WORK ORDER 1
In the passage on antitumor drugs, for how long were sarcoma 180 cells exposed to the drugs in the Table 3 experiments?
WORK ORDER 2
From the passage on antitumor drugs, print the part that opens with the words containing "Table 3 presents" and closes with "and 4 hours.".

PAGE EXTRACT

════════════════════

The superior antitumor activity of Decoglitz observed in our experiments can be contextualized with recent findings on colchicine derivatives. Studies have demonstrated that such modifications enhance DNA intercalation and microtubule destabilization, resulting in increased apoptosis [22].

Table 3 presents the results of 3 antitumor drugs and GA effect on DNA, RNA synthesis and internucleosomal DNA degradation on sarcoma 180 cells with exposure to these drugs for 2 and 4 hours.

Table 3. Effect of antitumor drugs on DNA/RNA synthesis and internucleosomal degradation of sarcoma 180, in vitro

As it is known, internucleosomal degradation and fragmentation of DNA up to 80%, and at 4 hours’ incubation - up to the observed 100% degradation of nucleosomes and fragmentation of DNA in the form of a ladder, is a sign of further apoptosis [9-10]. It means that the studied antitumor drugs Decoglitz and Decocin during 2 hours and 4 hours incubation promote the activation of apoptosis processes in sarcoma cells 180 in vitro. It should be noted that GA itself does not have cytotoxic activity and was used due to its solubilizing properties, but the question of whether GA has the ability to suppress nucleic acid synthesis was raised out of interest in GA itself. According to the data obtained, GA suppresses nucleic acid synthesis to a small extent (by 25/15%). The effect of Decoglitz is even more surprising, as it has more pronounced alkylating properties than Decocin and GA, with a sharp decrease in toxicity compared to Decocin (K-18).

════════════════════

ENTRIES PROVIDED
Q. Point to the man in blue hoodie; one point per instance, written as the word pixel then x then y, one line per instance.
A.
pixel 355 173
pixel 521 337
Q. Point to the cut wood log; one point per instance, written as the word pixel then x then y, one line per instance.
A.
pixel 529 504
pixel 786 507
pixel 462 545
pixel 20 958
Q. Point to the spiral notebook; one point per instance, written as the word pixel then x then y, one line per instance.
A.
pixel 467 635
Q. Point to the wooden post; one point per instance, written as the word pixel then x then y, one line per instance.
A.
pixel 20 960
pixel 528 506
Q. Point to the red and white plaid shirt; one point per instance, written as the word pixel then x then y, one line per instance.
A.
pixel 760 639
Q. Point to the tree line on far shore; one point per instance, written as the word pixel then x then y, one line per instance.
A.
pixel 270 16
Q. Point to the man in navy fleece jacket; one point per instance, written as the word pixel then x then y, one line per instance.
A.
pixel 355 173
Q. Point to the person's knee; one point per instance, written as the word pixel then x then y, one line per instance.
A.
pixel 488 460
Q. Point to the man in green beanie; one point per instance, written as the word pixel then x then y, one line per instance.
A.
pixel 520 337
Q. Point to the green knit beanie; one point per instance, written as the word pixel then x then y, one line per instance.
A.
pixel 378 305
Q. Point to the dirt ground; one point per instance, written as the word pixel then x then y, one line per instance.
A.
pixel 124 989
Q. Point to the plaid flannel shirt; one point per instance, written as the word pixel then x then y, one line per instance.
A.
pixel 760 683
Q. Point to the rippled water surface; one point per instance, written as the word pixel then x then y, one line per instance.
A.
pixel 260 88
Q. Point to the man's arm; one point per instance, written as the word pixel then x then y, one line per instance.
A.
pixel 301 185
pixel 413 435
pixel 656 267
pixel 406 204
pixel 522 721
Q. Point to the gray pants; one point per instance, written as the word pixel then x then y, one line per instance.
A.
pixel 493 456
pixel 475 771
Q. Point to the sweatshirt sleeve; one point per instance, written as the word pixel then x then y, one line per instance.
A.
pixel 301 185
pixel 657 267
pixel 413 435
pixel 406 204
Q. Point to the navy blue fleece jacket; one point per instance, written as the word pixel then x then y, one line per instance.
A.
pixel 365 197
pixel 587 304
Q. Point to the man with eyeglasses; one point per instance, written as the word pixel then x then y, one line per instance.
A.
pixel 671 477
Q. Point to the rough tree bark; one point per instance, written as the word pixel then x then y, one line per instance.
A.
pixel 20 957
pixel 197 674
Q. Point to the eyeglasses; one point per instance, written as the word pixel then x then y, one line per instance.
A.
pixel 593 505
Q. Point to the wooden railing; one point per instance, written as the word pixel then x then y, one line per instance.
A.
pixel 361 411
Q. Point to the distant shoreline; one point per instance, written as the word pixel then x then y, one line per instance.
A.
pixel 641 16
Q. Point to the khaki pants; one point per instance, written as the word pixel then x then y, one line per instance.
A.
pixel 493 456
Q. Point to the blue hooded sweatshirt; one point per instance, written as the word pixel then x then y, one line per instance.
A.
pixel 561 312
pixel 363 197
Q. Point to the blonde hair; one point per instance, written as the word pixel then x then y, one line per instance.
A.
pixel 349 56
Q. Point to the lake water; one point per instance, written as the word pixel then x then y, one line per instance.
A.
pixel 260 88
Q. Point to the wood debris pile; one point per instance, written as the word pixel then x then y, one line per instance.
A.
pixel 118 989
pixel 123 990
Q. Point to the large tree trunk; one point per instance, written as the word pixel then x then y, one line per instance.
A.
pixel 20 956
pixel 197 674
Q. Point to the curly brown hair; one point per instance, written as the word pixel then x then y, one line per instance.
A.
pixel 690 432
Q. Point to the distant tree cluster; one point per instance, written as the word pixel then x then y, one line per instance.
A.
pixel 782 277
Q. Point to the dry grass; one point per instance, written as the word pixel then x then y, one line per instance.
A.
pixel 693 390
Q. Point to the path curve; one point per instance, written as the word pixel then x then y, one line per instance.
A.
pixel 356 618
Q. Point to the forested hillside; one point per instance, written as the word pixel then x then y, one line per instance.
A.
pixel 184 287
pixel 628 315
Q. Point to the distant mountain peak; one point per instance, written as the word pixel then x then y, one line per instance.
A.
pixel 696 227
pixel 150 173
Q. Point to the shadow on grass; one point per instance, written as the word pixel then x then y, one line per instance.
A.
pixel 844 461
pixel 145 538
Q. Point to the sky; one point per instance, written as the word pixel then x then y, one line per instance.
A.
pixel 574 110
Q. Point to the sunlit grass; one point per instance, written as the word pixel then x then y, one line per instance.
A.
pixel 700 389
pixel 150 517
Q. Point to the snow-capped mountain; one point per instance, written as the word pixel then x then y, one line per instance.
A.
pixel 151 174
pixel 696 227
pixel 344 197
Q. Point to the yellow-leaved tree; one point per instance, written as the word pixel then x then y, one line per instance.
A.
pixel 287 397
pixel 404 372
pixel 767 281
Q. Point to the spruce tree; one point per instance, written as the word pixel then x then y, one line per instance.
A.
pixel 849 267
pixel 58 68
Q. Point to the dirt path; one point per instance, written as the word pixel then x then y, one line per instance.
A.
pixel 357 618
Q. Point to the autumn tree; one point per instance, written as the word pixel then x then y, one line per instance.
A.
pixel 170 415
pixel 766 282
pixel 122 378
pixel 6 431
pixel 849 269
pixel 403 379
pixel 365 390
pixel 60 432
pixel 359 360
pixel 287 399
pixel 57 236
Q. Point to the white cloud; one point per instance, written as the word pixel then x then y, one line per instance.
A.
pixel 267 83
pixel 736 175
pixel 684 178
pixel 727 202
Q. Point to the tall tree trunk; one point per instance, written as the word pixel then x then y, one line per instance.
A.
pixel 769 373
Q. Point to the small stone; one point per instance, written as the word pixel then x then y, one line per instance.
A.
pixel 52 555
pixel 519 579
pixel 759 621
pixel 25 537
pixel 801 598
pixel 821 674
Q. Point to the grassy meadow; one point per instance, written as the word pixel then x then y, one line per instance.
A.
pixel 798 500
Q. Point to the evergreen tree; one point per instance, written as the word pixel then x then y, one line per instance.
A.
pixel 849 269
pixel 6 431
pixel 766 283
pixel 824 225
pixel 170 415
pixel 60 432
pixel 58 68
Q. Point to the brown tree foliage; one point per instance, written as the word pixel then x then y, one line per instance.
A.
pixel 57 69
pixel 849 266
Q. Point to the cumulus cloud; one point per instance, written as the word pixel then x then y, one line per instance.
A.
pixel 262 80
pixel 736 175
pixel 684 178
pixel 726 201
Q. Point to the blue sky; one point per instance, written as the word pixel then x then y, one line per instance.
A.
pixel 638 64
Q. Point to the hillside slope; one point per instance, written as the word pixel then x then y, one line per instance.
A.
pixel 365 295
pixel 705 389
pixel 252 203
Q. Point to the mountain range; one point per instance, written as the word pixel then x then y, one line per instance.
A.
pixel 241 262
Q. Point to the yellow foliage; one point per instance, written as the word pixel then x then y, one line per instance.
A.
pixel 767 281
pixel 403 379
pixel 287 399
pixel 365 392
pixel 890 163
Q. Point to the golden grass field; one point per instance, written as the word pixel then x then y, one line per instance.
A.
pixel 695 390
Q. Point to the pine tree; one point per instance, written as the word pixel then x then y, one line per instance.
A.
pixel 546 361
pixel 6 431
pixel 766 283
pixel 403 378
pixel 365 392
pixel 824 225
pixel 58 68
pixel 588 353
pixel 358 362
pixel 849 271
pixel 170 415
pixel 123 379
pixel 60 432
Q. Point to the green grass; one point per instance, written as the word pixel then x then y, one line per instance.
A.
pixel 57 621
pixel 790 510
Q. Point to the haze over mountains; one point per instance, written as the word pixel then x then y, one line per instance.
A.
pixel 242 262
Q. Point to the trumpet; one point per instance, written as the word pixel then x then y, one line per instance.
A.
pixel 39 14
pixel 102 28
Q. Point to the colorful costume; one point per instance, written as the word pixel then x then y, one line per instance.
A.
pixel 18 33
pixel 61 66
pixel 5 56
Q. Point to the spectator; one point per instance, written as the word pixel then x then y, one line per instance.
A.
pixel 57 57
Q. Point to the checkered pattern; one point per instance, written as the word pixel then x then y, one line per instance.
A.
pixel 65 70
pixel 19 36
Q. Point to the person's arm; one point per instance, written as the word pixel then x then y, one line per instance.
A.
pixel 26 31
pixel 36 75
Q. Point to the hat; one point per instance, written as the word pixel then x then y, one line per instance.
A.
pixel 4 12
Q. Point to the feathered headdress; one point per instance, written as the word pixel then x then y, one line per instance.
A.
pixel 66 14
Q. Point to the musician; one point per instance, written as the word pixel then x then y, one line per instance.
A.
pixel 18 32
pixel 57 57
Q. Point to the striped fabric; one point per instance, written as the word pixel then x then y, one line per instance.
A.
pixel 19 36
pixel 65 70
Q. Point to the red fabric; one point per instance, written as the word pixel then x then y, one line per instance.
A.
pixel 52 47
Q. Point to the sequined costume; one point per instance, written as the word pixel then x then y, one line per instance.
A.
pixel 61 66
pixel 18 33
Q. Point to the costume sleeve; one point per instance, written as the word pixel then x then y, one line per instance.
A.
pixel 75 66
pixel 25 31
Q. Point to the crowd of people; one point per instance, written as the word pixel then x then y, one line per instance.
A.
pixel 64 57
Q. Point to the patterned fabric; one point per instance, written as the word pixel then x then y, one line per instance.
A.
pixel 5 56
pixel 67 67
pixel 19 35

════════════════════

WRITTEN ANSWER 1
For 2 and 4 hours.

WRITTEN ANSWER 2
Table 3 presents the results of 3 antitumor drugs and GA effect on DNA, RNA synthesis and internucleosomal DNA degradation on sarcoma 180 cells with exposure to these drugs for 2 and 4 hours.